Data to use:

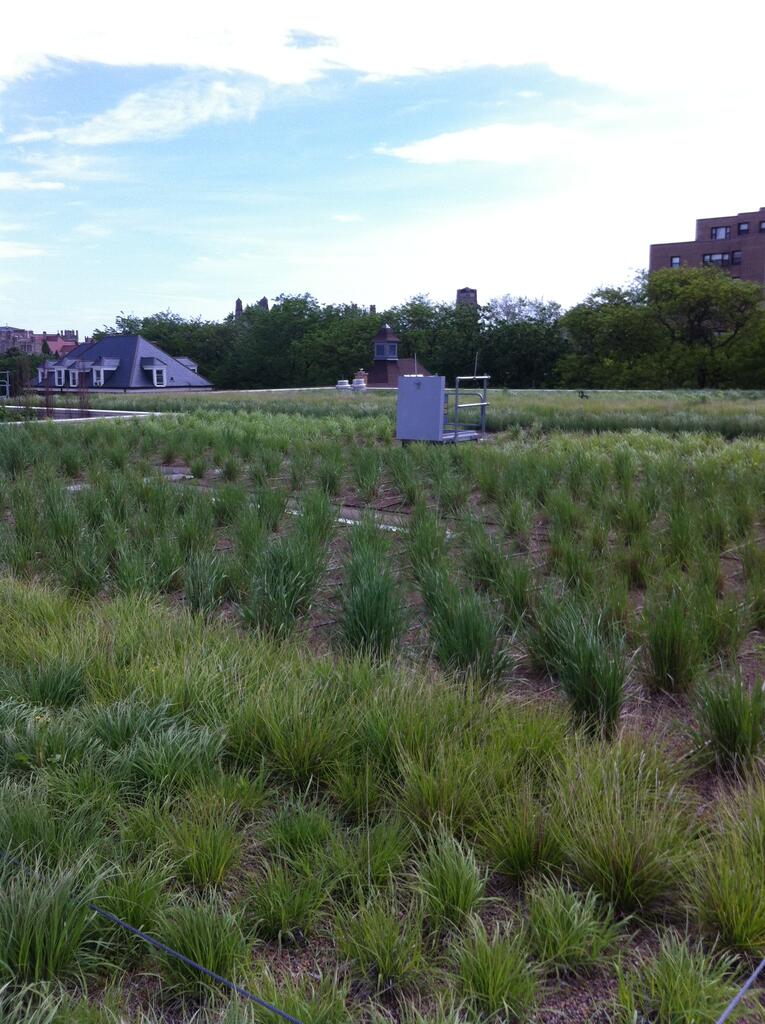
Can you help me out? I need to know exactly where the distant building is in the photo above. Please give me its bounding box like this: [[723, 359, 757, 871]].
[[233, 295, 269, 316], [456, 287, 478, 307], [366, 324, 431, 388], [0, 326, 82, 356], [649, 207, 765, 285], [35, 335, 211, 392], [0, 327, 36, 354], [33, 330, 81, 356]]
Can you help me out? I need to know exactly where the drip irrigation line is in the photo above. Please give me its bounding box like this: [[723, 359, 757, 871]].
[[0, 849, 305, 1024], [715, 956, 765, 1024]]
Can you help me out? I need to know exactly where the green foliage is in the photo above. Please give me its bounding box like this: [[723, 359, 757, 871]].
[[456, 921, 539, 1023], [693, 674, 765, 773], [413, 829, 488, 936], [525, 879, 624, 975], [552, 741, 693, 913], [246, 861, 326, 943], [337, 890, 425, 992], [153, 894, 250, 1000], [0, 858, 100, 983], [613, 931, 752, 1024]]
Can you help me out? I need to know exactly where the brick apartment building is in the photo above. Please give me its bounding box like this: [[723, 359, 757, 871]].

==

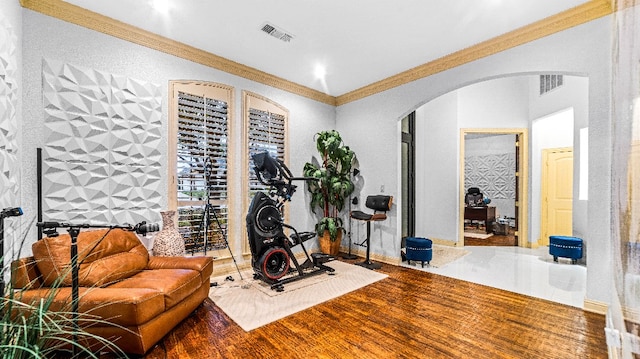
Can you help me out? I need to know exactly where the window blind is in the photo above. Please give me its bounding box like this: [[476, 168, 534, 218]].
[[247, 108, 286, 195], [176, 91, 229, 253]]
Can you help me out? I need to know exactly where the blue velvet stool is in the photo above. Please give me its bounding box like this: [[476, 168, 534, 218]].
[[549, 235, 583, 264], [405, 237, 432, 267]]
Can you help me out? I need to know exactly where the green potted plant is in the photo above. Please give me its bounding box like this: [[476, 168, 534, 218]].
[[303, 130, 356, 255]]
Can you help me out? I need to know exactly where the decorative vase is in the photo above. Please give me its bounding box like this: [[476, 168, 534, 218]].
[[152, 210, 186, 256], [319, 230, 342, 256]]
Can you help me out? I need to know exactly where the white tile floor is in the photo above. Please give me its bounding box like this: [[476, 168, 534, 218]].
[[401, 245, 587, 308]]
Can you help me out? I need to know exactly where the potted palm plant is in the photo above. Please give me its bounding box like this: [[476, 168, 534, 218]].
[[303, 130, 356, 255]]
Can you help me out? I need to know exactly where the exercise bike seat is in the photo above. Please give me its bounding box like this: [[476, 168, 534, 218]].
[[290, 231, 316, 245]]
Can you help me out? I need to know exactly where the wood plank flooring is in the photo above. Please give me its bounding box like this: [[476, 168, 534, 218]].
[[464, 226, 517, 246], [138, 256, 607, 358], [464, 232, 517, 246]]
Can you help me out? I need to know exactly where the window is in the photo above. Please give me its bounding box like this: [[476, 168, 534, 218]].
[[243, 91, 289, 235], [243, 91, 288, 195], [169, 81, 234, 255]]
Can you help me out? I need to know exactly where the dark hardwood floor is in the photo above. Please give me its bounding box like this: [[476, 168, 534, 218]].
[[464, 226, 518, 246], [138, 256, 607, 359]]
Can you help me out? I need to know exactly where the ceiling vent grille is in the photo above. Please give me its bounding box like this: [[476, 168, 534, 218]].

* * *

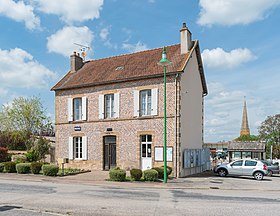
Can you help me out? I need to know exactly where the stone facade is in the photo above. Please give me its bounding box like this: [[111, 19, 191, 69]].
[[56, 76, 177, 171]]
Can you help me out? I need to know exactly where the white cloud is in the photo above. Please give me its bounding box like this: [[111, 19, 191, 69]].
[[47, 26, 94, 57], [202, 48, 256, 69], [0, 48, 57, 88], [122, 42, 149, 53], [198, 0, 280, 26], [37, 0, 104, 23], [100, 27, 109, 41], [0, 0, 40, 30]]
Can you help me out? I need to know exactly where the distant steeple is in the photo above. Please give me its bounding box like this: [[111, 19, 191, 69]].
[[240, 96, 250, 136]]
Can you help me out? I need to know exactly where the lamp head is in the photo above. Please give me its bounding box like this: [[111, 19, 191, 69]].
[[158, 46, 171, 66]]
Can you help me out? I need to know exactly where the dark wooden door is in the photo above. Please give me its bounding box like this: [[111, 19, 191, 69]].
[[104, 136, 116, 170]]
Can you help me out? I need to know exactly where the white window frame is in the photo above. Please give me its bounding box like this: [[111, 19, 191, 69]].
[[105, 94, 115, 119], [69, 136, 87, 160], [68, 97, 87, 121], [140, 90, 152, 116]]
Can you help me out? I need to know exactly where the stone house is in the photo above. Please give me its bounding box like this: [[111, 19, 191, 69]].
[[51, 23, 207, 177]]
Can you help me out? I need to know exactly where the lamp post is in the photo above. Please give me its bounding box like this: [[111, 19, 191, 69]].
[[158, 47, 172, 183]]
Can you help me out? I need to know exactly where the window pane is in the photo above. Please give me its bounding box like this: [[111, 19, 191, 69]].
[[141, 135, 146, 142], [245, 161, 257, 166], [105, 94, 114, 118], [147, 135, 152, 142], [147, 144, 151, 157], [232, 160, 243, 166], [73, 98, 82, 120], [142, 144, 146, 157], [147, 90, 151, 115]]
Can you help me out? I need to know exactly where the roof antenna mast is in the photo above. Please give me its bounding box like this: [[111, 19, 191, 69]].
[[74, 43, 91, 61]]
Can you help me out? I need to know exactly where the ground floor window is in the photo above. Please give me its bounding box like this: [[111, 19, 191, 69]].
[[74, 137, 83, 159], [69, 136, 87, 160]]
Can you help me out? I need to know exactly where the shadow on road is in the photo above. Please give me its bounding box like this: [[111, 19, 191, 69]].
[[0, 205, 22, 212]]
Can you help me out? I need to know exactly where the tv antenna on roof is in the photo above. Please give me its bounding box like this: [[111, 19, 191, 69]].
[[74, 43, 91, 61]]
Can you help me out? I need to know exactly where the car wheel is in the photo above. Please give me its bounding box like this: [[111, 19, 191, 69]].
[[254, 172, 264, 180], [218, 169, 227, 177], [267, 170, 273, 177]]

Work item: Everything from the line with "where the wood" through the line with "where the ceiling" should be written out exactly as it appears above, end lines included, and nothing outside that range.

Result of this task:
Can you help me out? I need to know exactly where the wood plank flooring is in the photo above. Please give me its bounding box like this: [[476, 168, 534, 218]].
[[464, 226, 517, 246], [138, 256, 607, 358], [464, 232, 517, 246]]
Can you help me out? I need to know exactly where the window is in the photo above. Please give me its bounding box like this: [[476, 168, 534, 218]].
[[243, 91, 289, 235], [243, 91, 288, 195], [169, 81, 234, 255]]
Can you help me out? I need to know exactly where the dark hardwood floor is in the photo above. Please give me its bounding box like this: [[476, 168, 534, 218]].
[[464, 226, 518, 246], [138, 256, 607, 359]]
Can you help me out? I need to know exactly where the ceiling vent grille is in the photo above. Please give me its bounding box like this: [[476, 168, 534, 218]].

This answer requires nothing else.